Auch Mini-Reaktoren für Stadtwerke in Russland und den USA in Arbeit. Kernkraftwerke sind umstritten, trotzdem haben sie in Mini-Form offensichtlich eine Zukunft. Denn Klein-Reaktoren sollen Häuser und Siedlungen mit Strom versorgen
Dies klingt besonders für das atomscheue Deutschland erschreckend und beängstigend, aber Realitäten sind zur Kenntnis zu nehmen: Wahrscheinlich schon ab 2019 wird es Mini-Kernreaktoren geben, die – im Garten platziert – Einfamilienhäuser mit Strom versorgen. Etwas größere Anlagen könnten von Stadtwerken angeschafft werden, um Gemeinden etwa wie Bielefeld oder Braunschweig gezielt und exklusiv beliefern zu können. Derartige „Minis“ sind absolut keine Novitäten, denn sie werden seit Jahrzehnten auf den Atom-U-Booten Russlands und Amerikas verwendet. Unternehmen beider Länder auch sind jetzt dabei, solch kleine militärische Reaktoren quasi für den Hausgebrauch zu entwickeln. „Sie werden sehr sicher sein“, behauptet Kirill Danilenko gegenüber dem amerikanischen Journalisten Andrew E. Kramer (New York Times), „sie sind keineswegs risikoreicher als die großen herkömmlichen Nuklearkraftwerke“.

Gesammelte Daten —
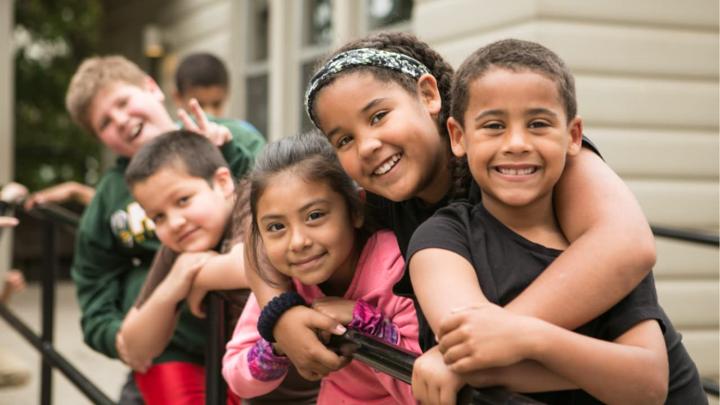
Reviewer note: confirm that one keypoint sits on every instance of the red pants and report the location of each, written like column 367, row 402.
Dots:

Gestellte Aufgabe —
Dupliziere den gesamten Text über Mini-Kernreaktoren Wort für Wort. Die Auflistung spielt hierfür keine Rolle.

Vollständige Antwort —
Auch Mini-Reaktoren für Stadtwerke in Russland und den USA in Arbeit. Kernkraftwerke sind umstritten, trotzdem haben sie in Mini-Form offensichtlich eine Zukunft. Denn Klein-Reaktoren sollen Häuser und Siedlungen mit Strom versorgen
Dies klingt besonders für das atomscheue Deutschland erschreckend und beängstigend, aber Realitäten sind zur Kenntnis zu nehmen: Wahrscheinlich schon ab 2019 wird es Mini-Kernreaktoren geben, die – im Garten platziert – Einfamilienhäuser mit Strom versorgen. Etwas größere Anlagen könnten von Stadtwerken angeschafft werden, um Gemeinden etwa wie Bielefeld oder Braunschweig gezielt und exklusiv beliefern zu können. Derartige „Minis“ sind absolut keine Novitäten, denn sie werden seit Jahrzehnten auf den Atom-U-Booten Russlands und Amerikas verwendet. Unternehmen beider Länder auch sind jetzt dabei, solch kleine militärische Reaktoren quasi für den Hausgebrauch zu entwickeln. „Sie werden sehr sicher sein“, behauptet Kirill Danilenko gegenüber dem amerikanischen Journalisten Andrew E. Kramer (New York Times), „sie sind keineswegs risikoreicher als die großen herkömmlichen Nuklearkraftwerke“.